Exercise prompt:
Gather every line in the records below that contains the word "tire".

[Object location annotation data]

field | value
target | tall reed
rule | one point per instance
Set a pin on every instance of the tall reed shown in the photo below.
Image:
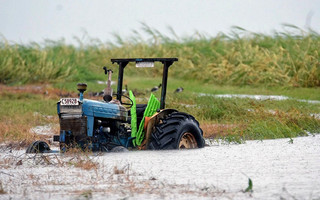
(289, 58)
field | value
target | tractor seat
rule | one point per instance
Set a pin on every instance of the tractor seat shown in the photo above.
(140, 108)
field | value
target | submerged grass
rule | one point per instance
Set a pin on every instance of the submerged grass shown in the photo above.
(21, 112)
(234, 119)
(286, 63)
(240, 58)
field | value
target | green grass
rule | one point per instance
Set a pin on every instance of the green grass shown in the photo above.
(241, 58)
(241, 62)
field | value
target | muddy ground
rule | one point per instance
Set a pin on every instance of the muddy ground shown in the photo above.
(279, 169)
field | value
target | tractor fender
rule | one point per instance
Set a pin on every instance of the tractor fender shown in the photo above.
(151, 122)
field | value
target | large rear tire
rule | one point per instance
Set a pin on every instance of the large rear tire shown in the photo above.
(177, 131)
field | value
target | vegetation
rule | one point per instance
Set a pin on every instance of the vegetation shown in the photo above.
(241, 58)
(287, 63)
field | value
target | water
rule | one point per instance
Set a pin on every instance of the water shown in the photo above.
(281, 168)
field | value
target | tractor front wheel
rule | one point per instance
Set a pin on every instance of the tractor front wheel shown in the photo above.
(177, 131)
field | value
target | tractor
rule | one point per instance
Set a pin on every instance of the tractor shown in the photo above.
(117, 123)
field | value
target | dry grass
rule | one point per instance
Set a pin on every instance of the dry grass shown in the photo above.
(1, 189)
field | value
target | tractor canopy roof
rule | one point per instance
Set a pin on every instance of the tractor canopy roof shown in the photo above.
(167, 62)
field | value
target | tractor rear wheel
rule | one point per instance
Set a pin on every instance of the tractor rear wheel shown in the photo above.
(177, 131)
(38, 147)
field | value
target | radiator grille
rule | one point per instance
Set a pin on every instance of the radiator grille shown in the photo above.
(77, 125)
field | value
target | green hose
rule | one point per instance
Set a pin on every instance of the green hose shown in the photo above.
(152, 107)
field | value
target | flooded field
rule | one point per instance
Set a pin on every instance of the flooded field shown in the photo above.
(282, 168)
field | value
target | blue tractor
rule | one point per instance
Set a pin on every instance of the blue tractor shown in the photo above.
(117, 123)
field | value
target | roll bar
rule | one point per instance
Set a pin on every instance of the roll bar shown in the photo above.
(167, 62)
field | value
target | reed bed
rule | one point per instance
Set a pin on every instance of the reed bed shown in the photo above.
(289, 58)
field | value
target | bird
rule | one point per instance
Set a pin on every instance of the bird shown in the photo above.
(156, 88)
(179, 89)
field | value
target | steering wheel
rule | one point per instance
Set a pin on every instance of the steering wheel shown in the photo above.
(124, 103)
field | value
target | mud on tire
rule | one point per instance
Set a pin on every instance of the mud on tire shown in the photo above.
(170, 133)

Task solution:
target | large rear tire
Set a pin on every instance of the large rear tire shown in the photo above.
target | mud on tire
Set a pin on every instance of the mud on tire shown in the photo above.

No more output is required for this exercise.